__Отрывок статьи__.
ЛИЧНОСТЬ
ТЮМЕНСКОМУ ПОЭТУ И КУЛЬТРАБОТНИКУ АНАТОЛИЮ МАРЛАСОВУ НЫНЧЕ ИСПОЛНИЛОСЬ БЫ 75
«Я БЫЛ РОЖДЁН В БОМБОУБЕЖИЩЕ…»
Иногда, будто стесняясь своего «несерьёзного» увлечения, он в шутку цитировал Михаила Светлова: «Каждый нормальный человек в юности писал стихи. Каждый нормальный бросил, а я вот до сих пор продолжаю». Ирония, видимо, выполняла спасительную функцию. Дескать, успокойтесь, недруги и критики: стихи – это лишь баловство, не более того. И действительно, большинство сограждан расценивали и расценивают стихотворчество солидного и уважаемого человека исключительно как чудачество. Однако были и остаются настоящие читатели, понимающие, что к чему. Они-то и приобретали в своё время сборники поэта в книжных магазинах. Как отмечал его друг и соратник по поэтическому цеху Александр Гришин, «судьба поэта во многом зависит от читателя – от его интереса, от его отзывчивости». Ведь человек пишущий всегда рассчитывает на чьё-то восприятие, и это не может быть ему безразлично. Правда, некоторые труженики пера иногда пользуются лукавой отговоркой: мол, пишу в стол. «А в стул не пробовали?» – шутил Марласов.
Знатоки поэтической кухни, литературные критики, отмечали в его стихах широту диапазона, честность мысли, открытость чувства: «Он силен в строках, опирающихся на внутреннюю биографию, на собственную судьбу… привлекательны его метания, сомнения, неуверенность в себе».
Нахожу в книжке поэта короткое стихотворение «Я был рожден в бомбоубежище»:
Я был рожден в бомбоубежище…
От взрывов выли кирпичи,
И мне встревоженная беженка
Орала шёпотом: «Кричи!».
И я, от взрывов ошалелый,
Как вспоминают, не молчал –
Впервые принявшись за дело,
Я даже смерть перекричал.

__Опираясь на текст__.
[1] Перескажите короче абзац статьи о Марласове, который начинается словами «Иногда, будто стесняясь». Главные факты сохраните.
[2] Назовите всех людей, которые упомянуты по имени в статье о Марласове.
[3] Продолжите статью о Марласове после последних строк приведённого в ней стихотворения.
Данные здесь никак не используются.

__Имеющиеся данные__.
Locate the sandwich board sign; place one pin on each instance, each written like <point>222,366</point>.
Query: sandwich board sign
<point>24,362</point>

__Ответы на задания__.
[1] Марласов порой в шутку цитировал Михаила Светлова: каждый нормальный человек в юности писал стихи и потом бросил, а он до сих пор продолжает. Ирония, видимо, его защищала. Большинство считает стихотворчество солидного человека чудачеством, но настоящие читатели покупали его сборники в книжных магазинах. Друг поэта Александр Гришин отмечал, что судьба поэта во многом зависит от читателя. Тем, кто отговаривался словами «пишу в стол», Марласов отвечал шуткой: «А в стул не пробовали?»

[2] Анатолий Марласов, Михаил Светлов, Александр Гришин.

[3]
«Родился я в августе 1943 года, когда шли сильнейшие бои за Пятигорск, – рассказывал во время одной из наших бесед Анатолий Михайлович. – В местном роддоме рожениц, среди которых была и моя мама, перевели в больничный подвал – это давало больше шансов уцелеть. Так что драматический стихотворный эпизод вполне реальный, из жизни. А в основном стихи у меня иронические – сам над собой немножко издеваюсь, над собой и над некоторыми житейскими ситуациями. Даже в самых грустных из них стараюсь подметить какую-то смешинку. А ироничность идет от характера человека. В этом я похож на мать. Помню, однажды после выздоровления она шла из больницы домой, а соседка встречает ее и говорит: «Здорово, Маруся! Какая ты страшная стала, я тебя даже не узнала!». Мама ей в ответ: «А если не узнала, то какого хрена с незнакомым человеком здороваешься?». Я уже по прошествии времени кусал локти – надо было эти россыпи юмора, материнской мудрости житейской собирать, записывать».
«НА ДЕРЕВНЮ – ДЕДУШКЕ… СТАЛИНУ»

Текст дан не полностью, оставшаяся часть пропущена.